**WHAT TO DO**: Repeat word for word everything from the line containing "of the square" to the end of the listing, first and last lines included, and only that.

**Point labeling examples**:
==================================================
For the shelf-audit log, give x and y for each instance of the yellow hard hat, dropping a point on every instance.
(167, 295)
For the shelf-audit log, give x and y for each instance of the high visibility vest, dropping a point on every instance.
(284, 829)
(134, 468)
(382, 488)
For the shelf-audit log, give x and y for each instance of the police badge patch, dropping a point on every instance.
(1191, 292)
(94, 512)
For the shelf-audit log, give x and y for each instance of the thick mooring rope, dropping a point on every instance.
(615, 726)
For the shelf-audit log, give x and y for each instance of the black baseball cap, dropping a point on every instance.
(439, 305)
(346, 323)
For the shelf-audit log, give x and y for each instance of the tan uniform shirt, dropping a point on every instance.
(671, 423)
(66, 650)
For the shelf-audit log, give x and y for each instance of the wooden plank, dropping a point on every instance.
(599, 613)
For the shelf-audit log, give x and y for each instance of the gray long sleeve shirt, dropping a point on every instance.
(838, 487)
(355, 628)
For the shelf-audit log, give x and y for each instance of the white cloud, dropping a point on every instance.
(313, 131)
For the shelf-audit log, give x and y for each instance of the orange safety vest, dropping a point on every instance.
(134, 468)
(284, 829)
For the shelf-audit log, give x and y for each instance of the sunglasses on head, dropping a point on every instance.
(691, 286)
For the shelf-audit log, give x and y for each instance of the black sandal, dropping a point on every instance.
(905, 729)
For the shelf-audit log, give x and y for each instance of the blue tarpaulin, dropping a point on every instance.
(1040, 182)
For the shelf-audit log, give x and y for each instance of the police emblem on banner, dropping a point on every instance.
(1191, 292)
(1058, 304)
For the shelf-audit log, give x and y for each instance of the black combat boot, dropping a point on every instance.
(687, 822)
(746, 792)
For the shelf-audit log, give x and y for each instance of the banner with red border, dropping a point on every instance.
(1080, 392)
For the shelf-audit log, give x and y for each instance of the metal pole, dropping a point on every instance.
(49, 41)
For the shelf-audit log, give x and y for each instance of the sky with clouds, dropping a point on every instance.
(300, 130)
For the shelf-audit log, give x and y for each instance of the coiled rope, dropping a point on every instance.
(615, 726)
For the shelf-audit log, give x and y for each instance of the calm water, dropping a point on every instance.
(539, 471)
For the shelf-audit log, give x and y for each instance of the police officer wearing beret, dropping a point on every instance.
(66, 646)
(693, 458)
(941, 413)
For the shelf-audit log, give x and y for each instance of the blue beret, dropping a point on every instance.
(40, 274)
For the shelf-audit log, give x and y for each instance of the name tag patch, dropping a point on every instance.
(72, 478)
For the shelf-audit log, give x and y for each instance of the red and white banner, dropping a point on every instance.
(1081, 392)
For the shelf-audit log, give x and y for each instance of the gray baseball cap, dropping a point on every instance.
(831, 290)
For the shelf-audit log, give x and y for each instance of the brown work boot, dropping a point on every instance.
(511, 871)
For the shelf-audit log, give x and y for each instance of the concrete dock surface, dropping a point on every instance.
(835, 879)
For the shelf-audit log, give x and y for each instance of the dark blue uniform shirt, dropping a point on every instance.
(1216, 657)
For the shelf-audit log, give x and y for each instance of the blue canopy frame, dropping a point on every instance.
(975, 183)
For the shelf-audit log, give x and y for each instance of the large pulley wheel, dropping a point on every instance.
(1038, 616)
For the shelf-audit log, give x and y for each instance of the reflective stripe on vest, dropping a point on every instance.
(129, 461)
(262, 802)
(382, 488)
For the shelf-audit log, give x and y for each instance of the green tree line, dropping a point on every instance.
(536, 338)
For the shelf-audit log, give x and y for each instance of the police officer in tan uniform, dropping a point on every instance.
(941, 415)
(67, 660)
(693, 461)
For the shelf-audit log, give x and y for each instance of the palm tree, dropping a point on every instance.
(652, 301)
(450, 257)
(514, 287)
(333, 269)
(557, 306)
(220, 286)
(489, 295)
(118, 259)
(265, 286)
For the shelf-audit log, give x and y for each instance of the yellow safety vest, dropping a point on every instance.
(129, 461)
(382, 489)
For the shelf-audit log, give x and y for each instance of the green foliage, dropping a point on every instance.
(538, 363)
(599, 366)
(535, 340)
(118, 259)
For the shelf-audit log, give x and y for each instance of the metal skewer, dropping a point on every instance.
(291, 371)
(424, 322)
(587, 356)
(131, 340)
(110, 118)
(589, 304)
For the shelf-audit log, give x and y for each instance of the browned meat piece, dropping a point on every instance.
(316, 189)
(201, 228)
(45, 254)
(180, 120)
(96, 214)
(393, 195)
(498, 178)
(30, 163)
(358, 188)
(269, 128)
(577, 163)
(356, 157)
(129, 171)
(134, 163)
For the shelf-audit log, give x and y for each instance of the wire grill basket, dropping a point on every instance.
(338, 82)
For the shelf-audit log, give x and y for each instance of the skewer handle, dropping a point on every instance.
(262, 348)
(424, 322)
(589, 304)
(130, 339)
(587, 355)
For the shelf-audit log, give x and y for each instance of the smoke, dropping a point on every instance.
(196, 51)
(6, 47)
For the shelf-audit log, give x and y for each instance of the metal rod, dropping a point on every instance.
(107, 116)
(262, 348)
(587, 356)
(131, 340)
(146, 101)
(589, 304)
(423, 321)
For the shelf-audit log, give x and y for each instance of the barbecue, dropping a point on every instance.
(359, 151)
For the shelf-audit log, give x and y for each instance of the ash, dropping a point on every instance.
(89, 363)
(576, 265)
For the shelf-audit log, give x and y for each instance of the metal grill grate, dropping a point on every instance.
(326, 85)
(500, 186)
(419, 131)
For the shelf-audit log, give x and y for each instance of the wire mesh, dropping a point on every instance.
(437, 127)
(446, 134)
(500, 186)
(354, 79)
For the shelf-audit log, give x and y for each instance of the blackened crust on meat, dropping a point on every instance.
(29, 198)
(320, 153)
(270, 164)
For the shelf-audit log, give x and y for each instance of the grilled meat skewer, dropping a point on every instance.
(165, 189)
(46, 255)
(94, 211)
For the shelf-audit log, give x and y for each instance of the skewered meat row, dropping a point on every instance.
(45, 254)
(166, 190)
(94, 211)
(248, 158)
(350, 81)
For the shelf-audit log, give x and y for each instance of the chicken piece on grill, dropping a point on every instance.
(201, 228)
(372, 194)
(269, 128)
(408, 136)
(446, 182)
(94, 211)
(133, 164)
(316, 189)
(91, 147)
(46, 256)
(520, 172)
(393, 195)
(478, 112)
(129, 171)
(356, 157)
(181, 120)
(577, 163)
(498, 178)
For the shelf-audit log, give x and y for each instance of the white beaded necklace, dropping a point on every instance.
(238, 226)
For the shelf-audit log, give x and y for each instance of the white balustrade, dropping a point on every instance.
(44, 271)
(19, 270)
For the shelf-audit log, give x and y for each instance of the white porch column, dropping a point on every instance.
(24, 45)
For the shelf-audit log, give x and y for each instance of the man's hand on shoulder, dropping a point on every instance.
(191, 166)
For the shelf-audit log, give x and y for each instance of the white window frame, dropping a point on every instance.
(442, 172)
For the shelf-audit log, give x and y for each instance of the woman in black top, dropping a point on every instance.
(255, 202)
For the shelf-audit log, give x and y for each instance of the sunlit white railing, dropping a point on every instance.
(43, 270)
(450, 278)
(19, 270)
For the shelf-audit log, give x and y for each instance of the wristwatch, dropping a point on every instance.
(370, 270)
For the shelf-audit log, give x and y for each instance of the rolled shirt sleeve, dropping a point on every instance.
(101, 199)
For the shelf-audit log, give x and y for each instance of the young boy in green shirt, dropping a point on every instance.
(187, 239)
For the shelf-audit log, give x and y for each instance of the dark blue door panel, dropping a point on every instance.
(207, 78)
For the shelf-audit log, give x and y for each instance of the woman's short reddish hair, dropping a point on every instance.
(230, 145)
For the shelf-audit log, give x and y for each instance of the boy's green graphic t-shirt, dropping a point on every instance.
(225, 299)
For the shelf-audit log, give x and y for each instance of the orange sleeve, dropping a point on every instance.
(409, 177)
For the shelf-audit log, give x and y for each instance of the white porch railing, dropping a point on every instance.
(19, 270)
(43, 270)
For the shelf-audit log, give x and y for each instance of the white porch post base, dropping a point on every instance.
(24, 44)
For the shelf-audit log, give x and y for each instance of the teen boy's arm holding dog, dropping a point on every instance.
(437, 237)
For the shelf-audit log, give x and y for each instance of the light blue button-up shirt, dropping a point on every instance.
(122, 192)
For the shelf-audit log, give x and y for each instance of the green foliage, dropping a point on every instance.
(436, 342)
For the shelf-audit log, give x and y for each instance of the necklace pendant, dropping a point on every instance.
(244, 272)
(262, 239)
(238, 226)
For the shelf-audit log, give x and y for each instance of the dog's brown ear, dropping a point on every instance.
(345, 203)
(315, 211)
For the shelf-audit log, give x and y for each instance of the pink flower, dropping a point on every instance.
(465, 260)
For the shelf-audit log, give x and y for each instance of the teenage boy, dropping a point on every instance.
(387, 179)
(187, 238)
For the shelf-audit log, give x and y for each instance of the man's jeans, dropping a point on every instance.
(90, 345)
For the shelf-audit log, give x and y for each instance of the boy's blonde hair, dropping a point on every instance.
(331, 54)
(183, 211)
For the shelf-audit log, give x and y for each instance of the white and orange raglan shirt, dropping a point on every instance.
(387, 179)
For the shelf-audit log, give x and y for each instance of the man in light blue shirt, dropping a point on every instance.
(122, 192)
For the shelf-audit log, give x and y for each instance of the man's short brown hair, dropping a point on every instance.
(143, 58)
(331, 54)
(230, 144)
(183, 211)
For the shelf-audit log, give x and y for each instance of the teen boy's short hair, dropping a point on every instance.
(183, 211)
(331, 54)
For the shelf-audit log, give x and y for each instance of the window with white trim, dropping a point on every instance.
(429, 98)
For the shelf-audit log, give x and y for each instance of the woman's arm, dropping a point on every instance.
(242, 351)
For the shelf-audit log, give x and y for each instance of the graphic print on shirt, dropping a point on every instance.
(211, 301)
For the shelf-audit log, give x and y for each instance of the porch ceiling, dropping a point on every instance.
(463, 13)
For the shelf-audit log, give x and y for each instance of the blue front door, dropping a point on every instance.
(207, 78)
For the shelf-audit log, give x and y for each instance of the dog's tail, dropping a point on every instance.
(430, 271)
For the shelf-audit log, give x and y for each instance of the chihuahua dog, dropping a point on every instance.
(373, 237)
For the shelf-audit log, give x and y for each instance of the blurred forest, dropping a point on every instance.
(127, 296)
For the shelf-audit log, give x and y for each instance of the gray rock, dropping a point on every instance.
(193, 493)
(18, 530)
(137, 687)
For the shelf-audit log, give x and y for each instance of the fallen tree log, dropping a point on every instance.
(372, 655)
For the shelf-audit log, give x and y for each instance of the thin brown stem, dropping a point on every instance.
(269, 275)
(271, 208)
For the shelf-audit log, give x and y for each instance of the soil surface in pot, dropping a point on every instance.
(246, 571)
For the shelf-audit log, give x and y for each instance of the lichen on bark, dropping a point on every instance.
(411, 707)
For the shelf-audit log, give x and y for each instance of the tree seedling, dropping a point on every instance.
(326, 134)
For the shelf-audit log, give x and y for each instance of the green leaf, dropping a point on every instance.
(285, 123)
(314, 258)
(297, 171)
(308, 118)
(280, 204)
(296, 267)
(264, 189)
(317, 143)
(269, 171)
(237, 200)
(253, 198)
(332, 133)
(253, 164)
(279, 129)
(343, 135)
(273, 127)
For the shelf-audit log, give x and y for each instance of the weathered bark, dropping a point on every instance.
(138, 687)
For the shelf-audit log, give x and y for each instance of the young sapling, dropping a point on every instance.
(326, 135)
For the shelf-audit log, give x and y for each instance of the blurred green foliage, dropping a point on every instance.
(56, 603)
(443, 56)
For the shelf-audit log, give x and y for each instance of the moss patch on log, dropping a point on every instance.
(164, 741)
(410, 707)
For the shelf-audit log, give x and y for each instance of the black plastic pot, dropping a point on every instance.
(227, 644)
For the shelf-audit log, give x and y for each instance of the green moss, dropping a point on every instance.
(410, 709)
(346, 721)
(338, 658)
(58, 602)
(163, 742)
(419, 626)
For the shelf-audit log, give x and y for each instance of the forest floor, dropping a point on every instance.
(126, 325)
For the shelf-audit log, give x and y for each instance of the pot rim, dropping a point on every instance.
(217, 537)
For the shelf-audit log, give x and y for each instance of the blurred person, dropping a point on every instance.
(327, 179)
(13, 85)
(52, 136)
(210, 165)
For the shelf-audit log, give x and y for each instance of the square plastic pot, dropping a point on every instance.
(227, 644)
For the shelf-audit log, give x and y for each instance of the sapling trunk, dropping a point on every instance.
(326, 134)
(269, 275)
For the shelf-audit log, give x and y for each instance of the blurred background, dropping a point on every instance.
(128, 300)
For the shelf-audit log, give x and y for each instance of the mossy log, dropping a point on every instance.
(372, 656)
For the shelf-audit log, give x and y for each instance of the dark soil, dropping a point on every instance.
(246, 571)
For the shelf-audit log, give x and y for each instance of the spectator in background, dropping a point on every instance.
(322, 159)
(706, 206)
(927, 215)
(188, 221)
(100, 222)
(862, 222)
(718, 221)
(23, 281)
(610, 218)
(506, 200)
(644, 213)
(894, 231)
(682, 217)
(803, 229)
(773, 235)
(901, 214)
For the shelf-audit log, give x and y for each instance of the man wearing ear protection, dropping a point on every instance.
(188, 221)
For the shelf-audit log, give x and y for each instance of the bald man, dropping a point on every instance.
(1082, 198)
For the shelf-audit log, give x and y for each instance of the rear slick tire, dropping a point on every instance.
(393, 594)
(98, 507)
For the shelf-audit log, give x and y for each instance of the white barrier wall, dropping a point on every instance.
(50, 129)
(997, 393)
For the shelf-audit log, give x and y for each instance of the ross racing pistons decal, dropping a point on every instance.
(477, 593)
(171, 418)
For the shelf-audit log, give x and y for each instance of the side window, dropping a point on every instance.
==================================================
**THE RESULT**:
For the shelf-audit log, give x and y for each instance of the square plastic pot, dropping a point on every instance.
(227, 644)
For the shelf-audit log, give x and y for each instance of the sapling trunk, dropping a point on every instance.
(326, 134)
(269, 275)
For the shelf-audit log, give x and y for each instance of the blurred background, dropping a point on every instance.
(128, 300)
For the shelf-audit log, give x and y for each instance of the mossy log, dropping a point on every instance.
(372, 656)
For the shelf-audit log, give x and y for each instance of the dark soil, dropping a point on every instance.
(246, 571)
For the shelf-audit log, give x and y for each instance of the spectator in background, dropping a point on every instance.
(322, 159)
(706, 206)
(927, 215)
(188, 221)
(100, 222)
(862, 222)
(718, 221)
(23, 281)
(610, 218)
(506, 200)
(644, 213)
(894, 231)
(682, 217)
(803, 229)
(773, 235)
(901, 214)
For the shelf-audit log, give x and y for each instance of the man wearing ear protection, dropping a point on every instance.
(188, 221)
For the shelf-audit log, give x and y for each instance of the bald man, dropping a point on every instance.
(1082, 198)
For the shelf-audit log, give x and y for each instance of the rear slick tire, dropping a point on every instance.
(393, 594)
(98, 507)
For the shelf-audit log, give x and y for each instance of the white barrier wall, dropping a point on every instance.
(50, 129)
(997, 393)
For the shelf-audit log, give x and y for each instance of the ross racing pistons decal, dropping a point on every instance.
(477, 593)
(171, 418)
For the shelf-audit log, give x and y for each instance of the side window, dropping a point on every instance.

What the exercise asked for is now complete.